▶ **Given task**
Can you rewrite the entries from the start through the line containing "[[[301,0],[178,0],[179,30],[300,29]]]", replacing "door panel" with "wooden door panel" and leaving everything else unchanged?

▶ **Task inputs**
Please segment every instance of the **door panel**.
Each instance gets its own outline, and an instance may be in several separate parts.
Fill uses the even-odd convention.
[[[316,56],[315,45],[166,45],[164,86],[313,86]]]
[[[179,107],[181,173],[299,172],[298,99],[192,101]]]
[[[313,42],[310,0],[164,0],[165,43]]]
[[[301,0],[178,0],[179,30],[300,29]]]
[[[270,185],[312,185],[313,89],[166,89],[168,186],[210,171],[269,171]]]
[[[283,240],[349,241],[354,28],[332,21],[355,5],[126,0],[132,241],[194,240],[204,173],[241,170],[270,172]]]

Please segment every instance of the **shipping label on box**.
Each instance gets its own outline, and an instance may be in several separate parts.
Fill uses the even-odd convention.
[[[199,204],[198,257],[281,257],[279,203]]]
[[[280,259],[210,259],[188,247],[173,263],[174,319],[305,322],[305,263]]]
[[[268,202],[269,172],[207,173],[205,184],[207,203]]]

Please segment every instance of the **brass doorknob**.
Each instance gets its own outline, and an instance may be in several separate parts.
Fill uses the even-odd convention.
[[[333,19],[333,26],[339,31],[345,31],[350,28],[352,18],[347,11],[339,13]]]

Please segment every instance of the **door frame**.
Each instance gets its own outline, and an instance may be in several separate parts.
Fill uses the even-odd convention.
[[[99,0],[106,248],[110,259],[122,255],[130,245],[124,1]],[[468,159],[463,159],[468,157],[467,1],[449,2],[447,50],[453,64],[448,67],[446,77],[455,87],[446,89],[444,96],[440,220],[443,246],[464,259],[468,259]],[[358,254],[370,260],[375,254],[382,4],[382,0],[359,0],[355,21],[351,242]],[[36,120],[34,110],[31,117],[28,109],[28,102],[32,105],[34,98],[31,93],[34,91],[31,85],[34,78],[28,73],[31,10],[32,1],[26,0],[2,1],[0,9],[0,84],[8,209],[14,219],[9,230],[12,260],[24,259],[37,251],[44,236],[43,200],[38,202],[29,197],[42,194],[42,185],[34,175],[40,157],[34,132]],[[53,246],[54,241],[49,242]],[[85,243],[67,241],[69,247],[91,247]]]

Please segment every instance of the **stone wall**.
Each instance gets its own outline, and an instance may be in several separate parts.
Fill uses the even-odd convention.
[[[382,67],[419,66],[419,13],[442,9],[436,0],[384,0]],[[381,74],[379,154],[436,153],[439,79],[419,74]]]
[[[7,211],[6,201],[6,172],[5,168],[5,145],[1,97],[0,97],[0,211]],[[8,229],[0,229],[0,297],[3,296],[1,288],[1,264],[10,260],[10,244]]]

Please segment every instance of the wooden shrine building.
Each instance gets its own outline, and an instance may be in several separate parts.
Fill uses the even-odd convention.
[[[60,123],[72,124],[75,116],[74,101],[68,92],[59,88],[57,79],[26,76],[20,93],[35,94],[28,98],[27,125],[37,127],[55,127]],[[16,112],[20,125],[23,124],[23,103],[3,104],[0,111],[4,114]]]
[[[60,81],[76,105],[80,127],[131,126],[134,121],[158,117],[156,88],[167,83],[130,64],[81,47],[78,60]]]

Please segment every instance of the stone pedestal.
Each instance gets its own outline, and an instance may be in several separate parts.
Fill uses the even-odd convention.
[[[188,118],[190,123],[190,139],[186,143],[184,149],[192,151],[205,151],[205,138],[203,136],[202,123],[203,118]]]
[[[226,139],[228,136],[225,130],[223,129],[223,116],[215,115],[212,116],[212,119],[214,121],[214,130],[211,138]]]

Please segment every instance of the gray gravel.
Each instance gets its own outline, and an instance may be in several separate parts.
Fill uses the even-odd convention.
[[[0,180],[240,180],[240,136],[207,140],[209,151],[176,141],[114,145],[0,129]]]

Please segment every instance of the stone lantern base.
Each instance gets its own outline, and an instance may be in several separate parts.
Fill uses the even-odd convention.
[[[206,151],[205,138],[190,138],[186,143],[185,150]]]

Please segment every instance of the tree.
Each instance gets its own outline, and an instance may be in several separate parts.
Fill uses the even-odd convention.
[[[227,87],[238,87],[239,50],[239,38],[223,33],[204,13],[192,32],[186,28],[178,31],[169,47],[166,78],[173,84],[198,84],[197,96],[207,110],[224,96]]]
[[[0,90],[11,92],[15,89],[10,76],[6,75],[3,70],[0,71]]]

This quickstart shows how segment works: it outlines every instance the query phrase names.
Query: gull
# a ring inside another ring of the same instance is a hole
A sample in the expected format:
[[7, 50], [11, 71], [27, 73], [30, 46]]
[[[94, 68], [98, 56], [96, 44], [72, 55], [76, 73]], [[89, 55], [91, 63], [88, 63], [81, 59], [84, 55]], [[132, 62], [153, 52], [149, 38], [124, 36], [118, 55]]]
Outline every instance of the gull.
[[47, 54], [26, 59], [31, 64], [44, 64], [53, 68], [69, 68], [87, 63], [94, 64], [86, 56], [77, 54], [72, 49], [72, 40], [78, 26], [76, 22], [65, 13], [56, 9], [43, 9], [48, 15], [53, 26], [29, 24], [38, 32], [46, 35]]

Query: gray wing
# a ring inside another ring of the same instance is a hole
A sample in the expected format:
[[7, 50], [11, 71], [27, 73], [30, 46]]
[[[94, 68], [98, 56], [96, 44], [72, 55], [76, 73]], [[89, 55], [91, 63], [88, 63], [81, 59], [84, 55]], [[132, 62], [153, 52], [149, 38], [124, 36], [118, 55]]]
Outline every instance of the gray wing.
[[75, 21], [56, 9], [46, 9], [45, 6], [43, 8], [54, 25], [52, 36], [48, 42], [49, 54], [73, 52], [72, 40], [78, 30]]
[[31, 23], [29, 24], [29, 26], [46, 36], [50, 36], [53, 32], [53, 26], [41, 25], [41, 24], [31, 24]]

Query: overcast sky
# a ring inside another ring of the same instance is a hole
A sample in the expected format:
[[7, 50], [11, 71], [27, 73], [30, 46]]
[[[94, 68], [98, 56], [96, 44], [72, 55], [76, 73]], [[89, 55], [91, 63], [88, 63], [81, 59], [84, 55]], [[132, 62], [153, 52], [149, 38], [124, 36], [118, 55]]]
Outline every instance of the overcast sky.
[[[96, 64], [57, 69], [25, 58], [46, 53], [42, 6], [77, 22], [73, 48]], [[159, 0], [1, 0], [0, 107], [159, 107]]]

▶ **Result below**
Please segment every instance of the **wooden door panel**.
Each instance gets its own outline, and an instance may be in several separate parts.
Fill uses the even-odd convention.
[[[316,56],[315,45],[166,45],[164,86],[313,86]]]
[[[179,107],[181,173],[299,172],[298,99],[192,101]]]
[[[313,42],[310,0],[164,0],[165,43]]]
[[[301,0],[178,0],[179,30],[300,29]]]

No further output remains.